▶ Trecho

--

“Sessenta anos depois de sua morte – lembrados em 15 de abril –, Robert Musil continua ganhando em importância; ano a ano, ensaio a ensaio.
Quando o segundo milênio dava seus últimos suspiros a Alemanha fez o que todo mundo fez... Atendendo à necessidade dos registros – que é interessante e polêmica – e explorando o fim do milênio na justificativa de preservar a memória – e aproveitando para armar debates e aquecer as vendas –, a Alemanha também listou suas obras-primas... O resultado? O melhor romance alemão do século XX – na opinião de 33 autores, 33 críticos e 33 germanistas dos mais conhecidos e importantes do país; que votaram, cada um, em três títulos – é O homem sem qualidades (Der Mann ohne Eigenschaften) de Robert Musil.
Setenta e seis romances receberam voto. E o romance de Musil apareceu em primeiro lugar, com uma vantagem confortável sobre o segundo colocado: O processo, de Kafka. Pausa para a curiosidade... O terceiro da lista – e não vou promover contendas, apenas mencionar resultados – foi A Montanha Mágica, de Thomas Mann. Desculpem, mas não posso me furtar ao questionamento; o Doutor Fausto é muito mais romance, embora tenha aparecido apenas em décimo lugar, depois de Os Budenbrook, inclusive, sétimo colocado, também de Thomas Mann... Em quarto lugar ficou Berlim Alexanderplatz, de Alfred Döblin; o quinto colocado foi O tambor, de Günter Grass; o sexto, Aniversários (Jahrestage), de Uwe Johnson – 2000 páginas inéditas no Brasil.

--

No trecho, qual romance ficou em segundo lugar na votação? Os itens não entram nesta atividade.

--

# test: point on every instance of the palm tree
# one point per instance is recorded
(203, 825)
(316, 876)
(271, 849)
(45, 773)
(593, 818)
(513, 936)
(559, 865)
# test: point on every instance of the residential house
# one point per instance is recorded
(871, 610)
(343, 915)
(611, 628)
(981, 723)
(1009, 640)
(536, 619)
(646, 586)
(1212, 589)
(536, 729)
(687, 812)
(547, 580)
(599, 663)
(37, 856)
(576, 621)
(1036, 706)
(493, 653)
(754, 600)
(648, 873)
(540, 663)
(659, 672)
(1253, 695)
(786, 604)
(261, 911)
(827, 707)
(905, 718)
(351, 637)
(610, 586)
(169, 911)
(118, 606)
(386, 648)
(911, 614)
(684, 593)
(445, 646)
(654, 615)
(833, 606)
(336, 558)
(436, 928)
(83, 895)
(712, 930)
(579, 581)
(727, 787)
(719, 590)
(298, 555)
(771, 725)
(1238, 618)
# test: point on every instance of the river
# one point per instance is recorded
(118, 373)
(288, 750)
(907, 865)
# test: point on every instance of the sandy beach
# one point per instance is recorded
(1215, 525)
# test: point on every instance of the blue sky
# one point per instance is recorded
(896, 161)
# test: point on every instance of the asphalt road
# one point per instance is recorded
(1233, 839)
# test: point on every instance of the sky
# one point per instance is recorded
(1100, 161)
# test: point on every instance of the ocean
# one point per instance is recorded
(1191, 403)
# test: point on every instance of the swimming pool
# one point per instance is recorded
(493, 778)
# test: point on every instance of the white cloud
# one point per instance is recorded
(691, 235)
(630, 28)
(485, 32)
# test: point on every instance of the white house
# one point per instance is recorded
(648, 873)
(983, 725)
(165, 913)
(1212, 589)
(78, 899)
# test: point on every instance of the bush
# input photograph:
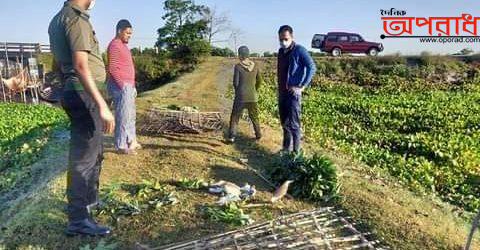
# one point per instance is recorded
(223, 52)
(315, 177)
(22, 137)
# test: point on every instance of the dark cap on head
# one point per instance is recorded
(285, 28)
(243, 51)
(123, 24)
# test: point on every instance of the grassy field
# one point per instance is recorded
(416, 130)
(35, 217)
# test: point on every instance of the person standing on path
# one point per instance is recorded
(247, 79)
(121, 87)
(76, 51)
(295, 70)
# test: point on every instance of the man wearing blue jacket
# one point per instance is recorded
(295, 71)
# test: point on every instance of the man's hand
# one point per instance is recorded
(296, 90)
(108, 120)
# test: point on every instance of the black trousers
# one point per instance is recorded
(290, 109)
(86, 153)
(237, 111)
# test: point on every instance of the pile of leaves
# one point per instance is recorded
(424, 135)
(24, 131)
(230, 213)
(192, 183)
(128, 200)
(314, 178)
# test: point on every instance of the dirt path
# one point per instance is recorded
(38, 220)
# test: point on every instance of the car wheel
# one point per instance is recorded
(373, 52)
(336, 52)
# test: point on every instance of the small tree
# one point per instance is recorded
(224, 52)
(184, 31)
(217, 23)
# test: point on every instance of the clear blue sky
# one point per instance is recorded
(27, 20)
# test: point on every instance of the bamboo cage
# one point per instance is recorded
(324, 228)
(159, 121)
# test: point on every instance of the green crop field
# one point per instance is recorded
(24, 131)
(418, 122)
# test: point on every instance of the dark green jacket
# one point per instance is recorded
(246, 83)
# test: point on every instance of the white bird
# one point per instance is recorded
(281, 191)
(225, 187)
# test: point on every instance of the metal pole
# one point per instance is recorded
(3, 87)
(475, 225)
(7, 61)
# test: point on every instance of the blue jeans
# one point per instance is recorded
(290, 108)
(125, 114)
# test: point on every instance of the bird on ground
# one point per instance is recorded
(225, 187)
(281, 191)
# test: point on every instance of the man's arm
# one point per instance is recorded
(310, 67)
(80, 63)
(113, 53)
(259, 81)
(236, 77)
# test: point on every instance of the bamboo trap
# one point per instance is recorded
(324, 228)
(160, 121)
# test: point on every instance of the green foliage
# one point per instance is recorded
(139, 198)
(192, 183)
(411, 123)
(153, 70)
(230, 214)
(46, 59)
(224, 52)
(184, 31)
(102, 245)
(397, 73)
(314, 178)
(24, 131)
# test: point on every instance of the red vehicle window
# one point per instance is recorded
(354, 39)
(332, 38)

--

▶ Resposta do exercício
O processo, de Kafka.